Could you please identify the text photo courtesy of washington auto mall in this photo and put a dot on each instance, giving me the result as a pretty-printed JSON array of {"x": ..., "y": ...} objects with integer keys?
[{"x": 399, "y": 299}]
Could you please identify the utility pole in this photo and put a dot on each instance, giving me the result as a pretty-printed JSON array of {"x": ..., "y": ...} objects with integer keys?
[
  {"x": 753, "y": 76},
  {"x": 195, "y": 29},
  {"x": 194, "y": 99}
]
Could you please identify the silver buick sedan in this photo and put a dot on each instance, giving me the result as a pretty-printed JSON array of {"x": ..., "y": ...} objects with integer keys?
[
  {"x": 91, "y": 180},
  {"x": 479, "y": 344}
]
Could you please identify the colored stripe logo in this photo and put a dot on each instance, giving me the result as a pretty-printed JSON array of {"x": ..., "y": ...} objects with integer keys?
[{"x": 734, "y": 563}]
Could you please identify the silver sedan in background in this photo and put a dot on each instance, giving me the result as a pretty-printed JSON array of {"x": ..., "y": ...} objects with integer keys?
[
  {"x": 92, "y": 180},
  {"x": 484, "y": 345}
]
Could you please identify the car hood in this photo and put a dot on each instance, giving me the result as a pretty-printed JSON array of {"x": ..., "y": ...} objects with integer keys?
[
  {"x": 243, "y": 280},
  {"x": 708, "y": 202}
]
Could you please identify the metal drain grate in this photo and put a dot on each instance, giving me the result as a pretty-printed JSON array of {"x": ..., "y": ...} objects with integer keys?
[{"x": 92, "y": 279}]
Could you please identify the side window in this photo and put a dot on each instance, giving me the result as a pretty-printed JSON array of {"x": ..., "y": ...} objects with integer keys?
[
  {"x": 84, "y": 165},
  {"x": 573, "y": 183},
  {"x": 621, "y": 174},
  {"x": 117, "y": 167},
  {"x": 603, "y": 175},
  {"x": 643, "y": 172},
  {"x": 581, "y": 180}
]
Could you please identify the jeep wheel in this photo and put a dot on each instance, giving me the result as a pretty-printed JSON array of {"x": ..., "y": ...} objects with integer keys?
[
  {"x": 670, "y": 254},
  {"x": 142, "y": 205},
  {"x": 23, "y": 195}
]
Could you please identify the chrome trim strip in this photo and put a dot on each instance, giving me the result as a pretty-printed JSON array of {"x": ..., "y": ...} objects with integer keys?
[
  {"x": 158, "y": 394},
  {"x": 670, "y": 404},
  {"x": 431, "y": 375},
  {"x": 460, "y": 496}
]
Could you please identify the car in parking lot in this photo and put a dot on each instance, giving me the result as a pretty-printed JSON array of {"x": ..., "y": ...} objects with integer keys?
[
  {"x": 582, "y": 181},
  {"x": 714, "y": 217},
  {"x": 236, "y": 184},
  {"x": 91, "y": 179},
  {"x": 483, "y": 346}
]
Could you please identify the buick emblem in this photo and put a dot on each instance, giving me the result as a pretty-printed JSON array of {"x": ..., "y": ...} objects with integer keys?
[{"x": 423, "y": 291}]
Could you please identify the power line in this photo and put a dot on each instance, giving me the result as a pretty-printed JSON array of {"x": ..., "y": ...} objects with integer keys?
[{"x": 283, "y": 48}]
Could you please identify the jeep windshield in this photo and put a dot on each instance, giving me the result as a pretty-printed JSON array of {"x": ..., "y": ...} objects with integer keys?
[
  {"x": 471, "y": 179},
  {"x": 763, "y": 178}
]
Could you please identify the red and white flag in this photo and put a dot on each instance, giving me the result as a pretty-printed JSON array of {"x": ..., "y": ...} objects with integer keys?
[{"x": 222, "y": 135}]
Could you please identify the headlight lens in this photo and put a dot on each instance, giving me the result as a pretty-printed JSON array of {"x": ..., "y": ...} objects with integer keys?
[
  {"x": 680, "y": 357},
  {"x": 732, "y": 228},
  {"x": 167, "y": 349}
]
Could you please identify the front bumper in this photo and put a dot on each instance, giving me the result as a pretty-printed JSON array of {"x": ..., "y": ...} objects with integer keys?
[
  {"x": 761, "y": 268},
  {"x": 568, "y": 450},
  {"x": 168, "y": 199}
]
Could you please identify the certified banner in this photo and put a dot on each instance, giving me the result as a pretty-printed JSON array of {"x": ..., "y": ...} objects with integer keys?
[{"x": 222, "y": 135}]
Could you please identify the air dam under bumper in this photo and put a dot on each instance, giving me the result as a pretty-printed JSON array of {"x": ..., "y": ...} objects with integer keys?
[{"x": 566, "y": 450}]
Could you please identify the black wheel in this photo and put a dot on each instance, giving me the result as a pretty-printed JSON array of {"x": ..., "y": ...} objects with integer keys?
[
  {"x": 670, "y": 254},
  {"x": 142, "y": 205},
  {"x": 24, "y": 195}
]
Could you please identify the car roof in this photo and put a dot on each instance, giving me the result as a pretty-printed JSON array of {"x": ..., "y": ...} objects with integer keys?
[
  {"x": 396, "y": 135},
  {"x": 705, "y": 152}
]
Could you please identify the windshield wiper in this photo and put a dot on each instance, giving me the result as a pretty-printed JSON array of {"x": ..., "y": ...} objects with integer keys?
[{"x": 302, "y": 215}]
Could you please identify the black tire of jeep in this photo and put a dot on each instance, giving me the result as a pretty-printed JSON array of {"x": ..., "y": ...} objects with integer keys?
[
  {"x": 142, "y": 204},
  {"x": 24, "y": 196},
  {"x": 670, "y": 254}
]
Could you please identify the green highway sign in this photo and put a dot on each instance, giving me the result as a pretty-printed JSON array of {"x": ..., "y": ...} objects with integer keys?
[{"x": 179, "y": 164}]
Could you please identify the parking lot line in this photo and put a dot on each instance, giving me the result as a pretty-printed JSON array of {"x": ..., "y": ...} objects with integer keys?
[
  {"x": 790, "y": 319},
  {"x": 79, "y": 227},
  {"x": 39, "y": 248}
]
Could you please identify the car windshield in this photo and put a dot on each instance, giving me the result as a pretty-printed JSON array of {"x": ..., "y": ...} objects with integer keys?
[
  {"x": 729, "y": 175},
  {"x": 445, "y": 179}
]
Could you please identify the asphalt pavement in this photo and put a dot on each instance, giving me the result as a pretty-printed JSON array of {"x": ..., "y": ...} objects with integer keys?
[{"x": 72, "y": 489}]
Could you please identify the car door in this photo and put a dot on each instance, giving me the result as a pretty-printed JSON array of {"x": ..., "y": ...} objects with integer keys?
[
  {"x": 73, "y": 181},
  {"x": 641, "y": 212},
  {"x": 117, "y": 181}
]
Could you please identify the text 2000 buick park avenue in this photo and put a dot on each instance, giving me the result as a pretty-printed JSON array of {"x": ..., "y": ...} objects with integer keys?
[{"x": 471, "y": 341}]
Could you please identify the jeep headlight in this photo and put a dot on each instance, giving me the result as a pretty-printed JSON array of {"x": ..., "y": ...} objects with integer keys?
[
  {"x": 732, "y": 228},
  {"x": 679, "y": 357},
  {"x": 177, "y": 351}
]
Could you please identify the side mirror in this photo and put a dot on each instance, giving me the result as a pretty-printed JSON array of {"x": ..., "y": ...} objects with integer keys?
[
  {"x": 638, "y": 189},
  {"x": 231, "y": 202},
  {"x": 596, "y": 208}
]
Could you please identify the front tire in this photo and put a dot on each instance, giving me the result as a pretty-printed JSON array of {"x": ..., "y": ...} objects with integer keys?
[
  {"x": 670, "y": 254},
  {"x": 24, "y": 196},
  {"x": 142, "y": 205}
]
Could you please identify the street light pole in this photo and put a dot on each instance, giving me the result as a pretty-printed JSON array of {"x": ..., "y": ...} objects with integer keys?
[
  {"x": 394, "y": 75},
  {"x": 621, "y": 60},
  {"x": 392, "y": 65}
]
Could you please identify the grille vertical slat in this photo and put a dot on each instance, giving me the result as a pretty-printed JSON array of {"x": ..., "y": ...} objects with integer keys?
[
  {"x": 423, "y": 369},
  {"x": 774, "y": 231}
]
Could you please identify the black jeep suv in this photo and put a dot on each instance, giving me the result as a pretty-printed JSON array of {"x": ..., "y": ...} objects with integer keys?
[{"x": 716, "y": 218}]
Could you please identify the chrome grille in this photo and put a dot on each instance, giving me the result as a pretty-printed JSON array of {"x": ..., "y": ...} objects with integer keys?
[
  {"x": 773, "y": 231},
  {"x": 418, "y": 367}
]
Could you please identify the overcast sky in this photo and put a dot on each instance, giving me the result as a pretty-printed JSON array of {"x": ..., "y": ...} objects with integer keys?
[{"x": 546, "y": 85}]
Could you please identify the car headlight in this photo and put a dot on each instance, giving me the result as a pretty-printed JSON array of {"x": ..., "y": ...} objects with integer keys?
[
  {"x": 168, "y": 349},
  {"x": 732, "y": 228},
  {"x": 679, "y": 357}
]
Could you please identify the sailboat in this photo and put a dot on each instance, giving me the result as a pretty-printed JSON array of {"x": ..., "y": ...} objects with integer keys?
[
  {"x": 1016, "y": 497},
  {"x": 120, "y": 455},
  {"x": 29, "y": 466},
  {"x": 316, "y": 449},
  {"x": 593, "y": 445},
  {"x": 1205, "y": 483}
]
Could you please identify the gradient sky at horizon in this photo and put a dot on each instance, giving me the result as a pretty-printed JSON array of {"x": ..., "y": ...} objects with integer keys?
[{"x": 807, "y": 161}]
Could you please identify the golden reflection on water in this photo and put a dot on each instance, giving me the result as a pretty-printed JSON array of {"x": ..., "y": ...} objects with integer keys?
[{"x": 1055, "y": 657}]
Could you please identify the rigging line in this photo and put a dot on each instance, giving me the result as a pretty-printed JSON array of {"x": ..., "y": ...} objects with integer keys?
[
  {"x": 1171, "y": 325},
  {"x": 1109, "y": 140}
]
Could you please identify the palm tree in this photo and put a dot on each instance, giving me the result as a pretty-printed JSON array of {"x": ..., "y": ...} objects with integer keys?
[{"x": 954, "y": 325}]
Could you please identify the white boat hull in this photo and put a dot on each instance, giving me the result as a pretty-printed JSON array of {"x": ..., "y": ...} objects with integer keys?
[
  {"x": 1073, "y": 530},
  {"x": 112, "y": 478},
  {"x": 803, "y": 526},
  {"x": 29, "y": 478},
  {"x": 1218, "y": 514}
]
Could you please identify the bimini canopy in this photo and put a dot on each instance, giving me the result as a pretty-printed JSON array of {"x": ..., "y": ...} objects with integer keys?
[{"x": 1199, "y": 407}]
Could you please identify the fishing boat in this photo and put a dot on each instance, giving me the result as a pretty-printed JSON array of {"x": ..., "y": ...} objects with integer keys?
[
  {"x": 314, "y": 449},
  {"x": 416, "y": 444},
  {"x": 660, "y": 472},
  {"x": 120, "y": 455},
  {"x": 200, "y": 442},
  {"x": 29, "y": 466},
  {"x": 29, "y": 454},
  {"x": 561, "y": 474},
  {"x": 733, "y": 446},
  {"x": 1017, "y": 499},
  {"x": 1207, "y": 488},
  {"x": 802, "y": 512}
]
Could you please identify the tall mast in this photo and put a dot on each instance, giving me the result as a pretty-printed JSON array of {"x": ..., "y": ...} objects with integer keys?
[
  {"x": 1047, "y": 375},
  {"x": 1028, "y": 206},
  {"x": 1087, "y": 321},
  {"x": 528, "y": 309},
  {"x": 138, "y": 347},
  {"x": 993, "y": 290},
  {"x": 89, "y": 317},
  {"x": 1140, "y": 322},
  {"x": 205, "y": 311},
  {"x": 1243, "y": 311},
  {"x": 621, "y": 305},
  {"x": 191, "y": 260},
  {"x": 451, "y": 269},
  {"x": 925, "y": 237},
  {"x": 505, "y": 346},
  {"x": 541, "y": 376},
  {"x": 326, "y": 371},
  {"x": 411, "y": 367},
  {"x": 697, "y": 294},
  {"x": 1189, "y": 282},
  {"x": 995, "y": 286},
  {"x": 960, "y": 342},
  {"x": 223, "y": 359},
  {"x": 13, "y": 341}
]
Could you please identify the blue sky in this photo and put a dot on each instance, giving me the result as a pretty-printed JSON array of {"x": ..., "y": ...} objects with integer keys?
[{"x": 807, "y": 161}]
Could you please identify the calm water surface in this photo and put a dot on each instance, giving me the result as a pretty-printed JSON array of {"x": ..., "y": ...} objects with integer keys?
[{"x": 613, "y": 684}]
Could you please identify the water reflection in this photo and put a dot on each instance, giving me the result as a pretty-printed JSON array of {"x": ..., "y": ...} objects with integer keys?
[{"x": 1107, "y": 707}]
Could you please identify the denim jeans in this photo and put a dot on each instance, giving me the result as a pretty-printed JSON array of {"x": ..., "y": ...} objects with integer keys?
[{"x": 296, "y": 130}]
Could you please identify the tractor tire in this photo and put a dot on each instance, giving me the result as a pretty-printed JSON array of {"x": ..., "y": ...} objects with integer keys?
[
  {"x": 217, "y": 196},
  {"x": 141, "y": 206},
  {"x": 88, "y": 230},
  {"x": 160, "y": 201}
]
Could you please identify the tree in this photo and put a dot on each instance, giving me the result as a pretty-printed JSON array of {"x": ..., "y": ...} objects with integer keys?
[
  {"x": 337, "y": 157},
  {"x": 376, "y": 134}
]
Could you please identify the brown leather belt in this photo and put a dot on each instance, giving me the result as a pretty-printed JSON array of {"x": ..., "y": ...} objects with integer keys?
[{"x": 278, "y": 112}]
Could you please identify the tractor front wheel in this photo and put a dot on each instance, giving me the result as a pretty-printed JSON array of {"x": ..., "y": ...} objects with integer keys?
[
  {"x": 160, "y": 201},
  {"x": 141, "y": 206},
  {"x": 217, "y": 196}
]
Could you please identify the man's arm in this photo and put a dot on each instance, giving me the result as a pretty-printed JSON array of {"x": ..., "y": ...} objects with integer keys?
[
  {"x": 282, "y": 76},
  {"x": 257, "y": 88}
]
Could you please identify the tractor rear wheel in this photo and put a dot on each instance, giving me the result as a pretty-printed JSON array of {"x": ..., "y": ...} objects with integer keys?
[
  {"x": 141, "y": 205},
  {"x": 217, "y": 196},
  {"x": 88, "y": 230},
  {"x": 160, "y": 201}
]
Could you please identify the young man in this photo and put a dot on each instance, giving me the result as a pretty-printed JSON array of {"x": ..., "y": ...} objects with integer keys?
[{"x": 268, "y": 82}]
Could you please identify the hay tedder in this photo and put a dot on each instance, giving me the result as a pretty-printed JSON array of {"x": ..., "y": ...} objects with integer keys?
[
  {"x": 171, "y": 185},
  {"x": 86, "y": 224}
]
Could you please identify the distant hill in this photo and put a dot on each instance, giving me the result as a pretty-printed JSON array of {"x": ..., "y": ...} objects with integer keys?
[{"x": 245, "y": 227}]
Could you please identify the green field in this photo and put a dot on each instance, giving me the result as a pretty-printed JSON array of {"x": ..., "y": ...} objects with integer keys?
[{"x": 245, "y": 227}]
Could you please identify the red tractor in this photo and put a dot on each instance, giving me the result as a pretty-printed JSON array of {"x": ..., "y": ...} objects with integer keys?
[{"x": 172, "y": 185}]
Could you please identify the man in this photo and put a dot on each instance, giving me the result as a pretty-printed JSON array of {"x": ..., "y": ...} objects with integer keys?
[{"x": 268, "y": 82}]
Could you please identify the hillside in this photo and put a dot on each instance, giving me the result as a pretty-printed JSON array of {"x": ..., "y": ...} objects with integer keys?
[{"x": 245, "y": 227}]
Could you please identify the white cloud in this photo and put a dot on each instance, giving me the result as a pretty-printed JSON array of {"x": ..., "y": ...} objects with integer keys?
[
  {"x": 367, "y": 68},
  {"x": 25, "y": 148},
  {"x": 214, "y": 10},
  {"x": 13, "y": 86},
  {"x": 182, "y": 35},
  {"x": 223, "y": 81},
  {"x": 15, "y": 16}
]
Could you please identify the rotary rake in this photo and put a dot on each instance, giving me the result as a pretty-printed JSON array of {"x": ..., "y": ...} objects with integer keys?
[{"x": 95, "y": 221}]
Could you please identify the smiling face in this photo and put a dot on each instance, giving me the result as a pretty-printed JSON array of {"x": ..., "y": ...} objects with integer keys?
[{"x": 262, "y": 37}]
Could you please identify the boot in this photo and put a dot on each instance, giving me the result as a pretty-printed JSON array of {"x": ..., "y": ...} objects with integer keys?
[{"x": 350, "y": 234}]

> **YOUR INSTRUCTIONS**:
With both ends included, please retype exactly the lines from the line containing "Could you please identify the white cloud" to the final line of the data.

> **SOLUTION TO THIS TASK**:
Could you please identify the white cloud in this photo and put a dot on each instance, giving me the result as a pretty-printed JSON array of {"x": ..., "y": ...} objects with integer keys?
[
  {"x": 367, "y": 68},
  {"x": 25, "y": 148},
  {"x": 214, "y": 10},
  {"x": 13, "y": 86},
  {"x": 182, "y": 35},
  {"x": 223, "y": 81},
  {"x": 15, "y": 16}
]
Could you please identify the rotary rake in this photo and put a dot on each instance, giving me the result as a pretty-printed JSON array of {"x": ..., "y": ...} objects with integer keys?
[{"x": 95, "y": 221}]
Could you please identify the smiling face in this photo and put a dot on each instance, giving me the result as a pretty-printed JSON array of {"x": ..., "y": ...} objects with integer keys?
[{"x": 262, "y": 37}]
Could you please identify the boot in this photo and put a dot on each instance, giving me the result as a pretty-printed JSON array of {"x": ..., "y": ...} objects with integer keys?
[{"x": 350, "y": 234}]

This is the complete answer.